:: TASK TO CARRY OUT ::
Drop every picture, then transcribe the remaining data exactly.

◆ ◆ ◆

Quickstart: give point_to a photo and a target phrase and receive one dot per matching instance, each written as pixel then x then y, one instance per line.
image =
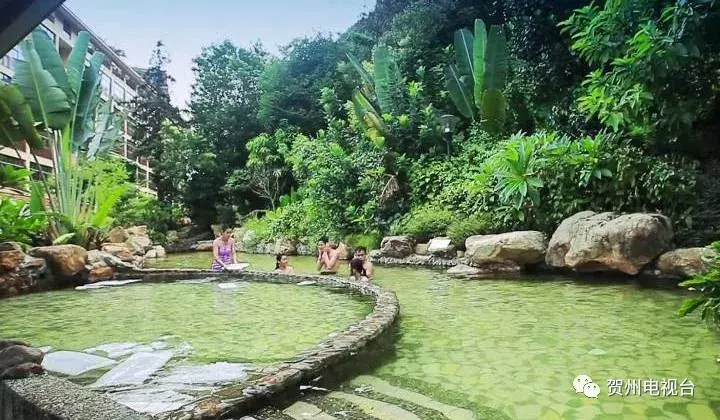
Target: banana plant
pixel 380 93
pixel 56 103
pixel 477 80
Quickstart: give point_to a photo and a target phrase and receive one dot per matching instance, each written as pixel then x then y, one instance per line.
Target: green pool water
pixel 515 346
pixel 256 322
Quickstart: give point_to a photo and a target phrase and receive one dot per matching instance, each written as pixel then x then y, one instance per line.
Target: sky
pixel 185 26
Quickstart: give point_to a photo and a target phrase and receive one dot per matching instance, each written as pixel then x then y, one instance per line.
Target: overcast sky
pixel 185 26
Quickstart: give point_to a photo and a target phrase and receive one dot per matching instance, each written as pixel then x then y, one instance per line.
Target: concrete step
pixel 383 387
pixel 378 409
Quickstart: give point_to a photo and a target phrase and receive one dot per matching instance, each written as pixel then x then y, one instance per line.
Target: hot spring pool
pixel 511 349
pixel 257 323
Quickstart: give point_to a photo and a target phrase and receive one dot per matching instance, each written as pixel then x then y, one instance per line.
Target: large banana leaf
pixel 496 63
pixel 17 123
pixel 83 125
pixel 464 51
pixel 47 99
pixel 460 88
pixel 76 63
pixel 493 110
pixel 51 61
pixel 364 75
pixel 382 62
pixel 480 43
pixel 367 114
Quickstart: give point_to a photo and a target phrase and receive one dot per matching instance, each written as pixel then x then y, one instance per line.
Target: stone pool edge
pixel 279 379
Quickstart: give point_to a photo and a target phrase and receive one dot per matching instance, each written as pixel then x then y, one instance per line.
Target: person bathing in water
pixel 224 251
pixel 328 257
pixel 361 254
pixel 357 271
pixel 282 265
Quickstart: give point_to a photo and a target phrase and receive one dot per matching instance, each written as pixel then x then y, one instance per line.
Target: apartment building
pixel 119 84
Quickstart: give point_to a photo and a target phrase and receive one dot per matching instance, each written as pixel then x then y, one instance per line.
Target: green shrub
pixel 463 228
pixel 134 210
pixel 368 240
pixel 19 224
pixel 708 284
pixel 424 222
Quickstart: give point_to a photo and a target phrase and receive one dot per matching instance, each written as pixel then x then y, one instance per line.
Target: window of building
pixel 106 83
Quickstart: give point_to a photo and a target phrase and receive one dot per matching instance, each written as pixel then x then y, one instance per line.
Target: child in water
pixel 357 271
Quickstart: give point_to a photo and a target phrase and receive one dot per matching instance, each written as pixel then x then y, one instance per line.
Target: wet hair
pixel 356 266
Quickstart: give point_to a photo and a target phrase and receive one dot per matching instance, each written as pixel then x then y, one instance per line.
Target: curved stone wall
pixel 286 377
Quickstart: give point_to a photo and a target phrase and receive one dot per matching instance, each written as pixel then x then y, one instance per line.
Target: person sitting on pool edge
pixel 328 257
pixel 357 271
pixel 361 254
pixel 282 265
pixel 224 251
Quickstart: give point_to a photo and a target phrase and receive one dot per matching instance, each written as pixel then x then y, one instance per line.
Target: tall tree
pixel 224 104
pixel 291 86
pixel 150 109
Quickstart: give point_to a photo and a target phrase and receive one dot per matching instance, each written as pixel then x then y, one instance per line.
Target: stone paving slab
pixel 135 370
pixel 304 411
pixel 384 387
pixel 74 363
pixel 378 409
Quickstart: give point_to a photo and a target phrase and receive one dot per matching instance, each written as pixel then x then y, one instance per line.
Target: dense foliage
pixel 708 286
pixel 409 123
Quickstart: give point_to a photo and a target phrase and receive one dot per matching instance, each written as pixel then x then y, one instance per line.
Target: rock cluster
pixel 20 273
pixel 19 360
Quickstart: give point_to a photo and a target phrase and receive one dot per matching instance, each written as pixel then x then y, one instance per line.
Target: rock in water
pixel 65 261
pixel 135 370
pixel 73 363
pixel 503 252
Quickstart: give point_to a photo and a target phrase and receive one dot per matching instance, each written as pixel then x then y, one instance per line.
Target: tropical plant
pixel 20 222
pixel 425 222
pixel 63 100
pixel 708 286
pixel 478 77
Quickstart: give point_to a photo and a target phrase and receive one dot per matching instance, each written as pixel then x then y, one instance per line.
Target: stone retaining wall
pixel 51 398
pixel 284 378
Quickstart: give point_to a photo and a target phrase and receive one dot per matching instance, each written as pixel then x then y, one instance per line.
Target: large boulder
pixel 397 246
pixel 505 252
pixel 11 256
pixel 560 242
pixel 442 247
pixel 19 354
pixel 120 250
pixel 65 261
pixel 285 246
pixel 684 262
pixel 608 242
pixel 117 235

◆ ◆ ◆

:: TASK ANSWER ::
Quickstart: give point_to a photo and a target phrase and receive one dot per matching instance, each written as pixel then x then y, one instance per line.
image =
Target: banana plant
pixel 380 93
pixel 56 103
pixel 477 80
Quickstart: give point_to a photo and a target phrase and receive one dot per matching instance, each written as pixel then x then y, one instance per line.
Target: green pool water
pixel 515 346
pixel 256 322
Quickstart: give point_to a photo and a target phrase and receive one dot per matching instance, each written as pixel then x then y, one instance per line.
Target: sky
pixel 185 26
Quickstart: give point_to a photo and a target phrase and receive one dot per matching instance, each written as pixel then x then y, one instance per line.
Target: overcast sky
pixel 185 26
Quickstart: give point_to a photo and a target phrase and receive one dot per matching instance, each written as pixel then x then y, one instance per line.
Target: concrete step
pixel 383 387
pixel 378 409
Quickstart: give point_to a photo and a target phrase and receive one dot per matching instance, each written as pixel then x then y, one instance per line.
Target: hot spring pool
pixel 511 349
pixel 257 323
Quickstart: give point_to a photo and a target phrase and receive one dot per matching instance, each written as pixel then x then y, one instance per line.
Target: large banana leaf
pixel 496 63
pixel 17 123
pixel 83 125
pixel 464 51
pixel 47 99
pixel 460 88
pixel 76 63
pixel 493 110
pixel 51 61
pixel 364 75
pixel 382 62
pixel 480 43
pixel 367 114
Quickstart: give point_to a photo and a target phrase and receive one dot per matching instance, each written as pixel then x then y, one instance per line.
Target: stone pool edge
pixel 279 379
Quickstart: give point_to a photo and a target phrase and receive one dot per matching instance, each written as pixel then x then y, one instance per line.
Target: person bathing in water
pixel 224 251
pixel 328 257
pixel 361 254
pixel 357 271
pixel 282 265
Quickstart: give point_to a photo and a target phrase and receive one dot per matching instance, each written as pixel then x then y, one instance per line.
Target: apartment building
pixel 119 84
Quickstart: give point_to a photo and a target phrase and receive one dot per matching instance, each written as pixel then x then y, one instance per line.
Target: green shrub
pixel 463 228
pixel 134 210
pixel 368 240
pixel 19 224
pixel 708 284
pixel 424 222
Quickstart: give point_to a photo and a target phrase and receive one dot per matching instance, each written as pixel then x then y, one instance per line.
Target: window of building
pixel 106 83
Quickstart: give point_to a photo and a target phrase and receive one dot per matching instance, each written as pixel then x then y, one instance per line.
Target: child in water
pixel 357 271
Quickstart: give point_to a photo and a target phrase and receive one dot per matching instance, each written as pixel then x then y, one instance per line.
Target: wet hair
pixel 356 266
Quickstart: give point_to a photo and a target phrase and receive one dot per matching instance, each written as pixel then x then y, one instance per line.
Target: curved stone wall
pixel 286 377
Quickstart: give point_to a photo and a target phrase and receive one dot per matching instance, each written as pixel then x then y, one instance per line.
Target: person sitting on pool edge
pixel 328 257
pixel 357 271
pixel 361 254
pixel 282 265
pixel 224 251
Quickstart: give point_to a photo and a target phrase and receive one dot per matching instance, each written as pixel then x then y, one instance per line.
Target: tall tree
pixel 224 104
pixel 291 86
pixel 150 109
Quickstart: give point_to a photo and a target phrase and receive one dot per matching instance, each written as pixel then x then y, one instance per line.
Target: stone paving slab
pixel 135 370
pixel 304 411
pixel 384 387
pixel 74 363
pixel 378 409
Quickstart: give point_to a photo and a target phrase and receive one dot per matching instance, each written as pixel then x then y, one instance per line.
Target: dense foliage
pixel 708 286
pixel 409 123
Quickstart: give point_to a photo and a target phrase and receive one dot per matching instance, each written as pixel then x then y, one instance per line.
Target: rock cluster
pixel 20 273
pixel 19 360
Quickstart: give point_to a photo and a target phrase and receive one dot per matching instance, each written as pixel then x then y, one instance per line.
Target: rock in water
pixel 65 261
pixel 135 370
pixel 73 363
pixel 503 252
Quickstart: give point_to a photo and a target phrase and receive one dot per matching instance, each written as pixel then x then y, one instance per line.
Target: tropical plant
pixel 20 222
pixel 425 222
pixel 63 100
pixel 708 286
pixel 478 77
Quickstart: give point_to a photo and a target phrase and receive one dot per matching instance, each written as pixel then x then y, one instance per line.
Target: stone retaining wall
pixel 51 398
pixel 284 378
Quickstart: give point_to a photo and a target phrase and receive one dot per matching instance, each written as pixel then x then y, one instance per line.
Target: large boulder
pixel 397 246
pixel 505 252
pixel 11 256
pixel 560 242
pixel 442 247
pixel 19 354
pixel 120 250
pixel 65 261
pixel 285 246
pixel 684 262
pixel 608 242
pixel 117 235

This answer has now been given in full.